+++ EXTRAIT CHOISI

Jacques Do Kokou, photogaphe sur le chemin du Vodoun

Il est capable de passer des heures à guetter un déplacement de nuages afin d’avoir la lumière convenable sur l’objet de sa prise. Ainsi est Jacques Do Kokou, photographe patient mais toujours en mouvement. Dans le milieu, tous les jeunes photographes parlent de lui, de ses gestes techniques (couché dans l’herbe, changeant de position, se contorsionnant, juché sur un muret ou une échelle, etc), tous gestes et prise de risque qui ont une seule finalité: une photo jamais figée, empreinte de cette mobilité qui anime l’artiste lui-même. Le mouvement, donc, voilà la première chose qui caractérise l’homme et les photos qu’il exposera à Lomé, du 23 avril au 31 mai 2016 à l’hôtel Onomo.

++++++

Pouvez-vous rédiger la suite de l'article consacré au photographe Jacques Do Kokou, en reprenant juste après sa dernière phrase ?

+++ ENREGISTREMENTS FOURNIS

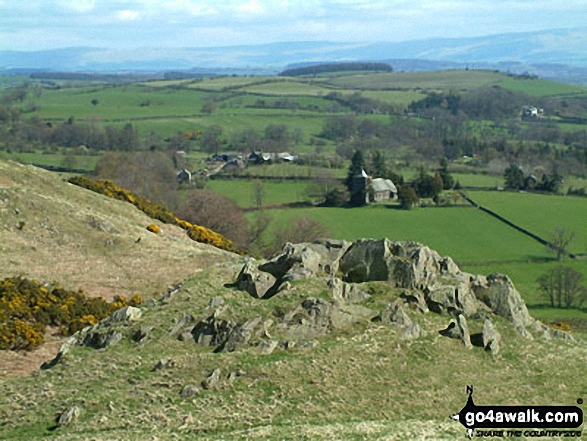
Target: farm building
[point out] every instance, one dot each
(383, 189)
(368, 189)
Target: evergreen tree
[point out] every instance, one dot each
(514, 177)
(357, 165)
(448, 181)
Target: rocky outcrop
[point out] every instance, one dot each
(428, 282)
(491, 337)
(499, 294)
(458, 329)
(395, 314)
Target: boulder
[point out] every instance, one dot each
(452, 295)
(140, 334)
(415, 300)
(123, 315)
(257, 283)
(499, 294)
(346, 293)
(241, 334)
(268, 346)
(403, 264)
(305, 260)
(189, 390)
(395, 314)
(458, 329)
(491, 337)
(68, 416)
(212, 380)
(213, 331)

++++++

- **RÉPONSE**:
Sur le chemin du Vodoun

J’ai eu la chance de visionner certaines des œuvres qui feront partie de l’exposition « Chemin du Vodoun ». Jacques do Kokou a choisi de suivre pendant plusieurs jours, à l’occasion de leur sortie annuelle, les prêtres et prêtresses « Mamissi », adeptes du dieu marin Mamiwata. Le long de la côte qui va d’Agbodrafo (Togo) à Ouidah au Bénin, il a suivi les hommes et femmes qui consacrent leur vie à vénérer et servir les dieux marins. Le résultat est un condensé de moments incroyables, qui font découvrir les sujets du photographe en pleine concentration rituelle ou en décontraction totale.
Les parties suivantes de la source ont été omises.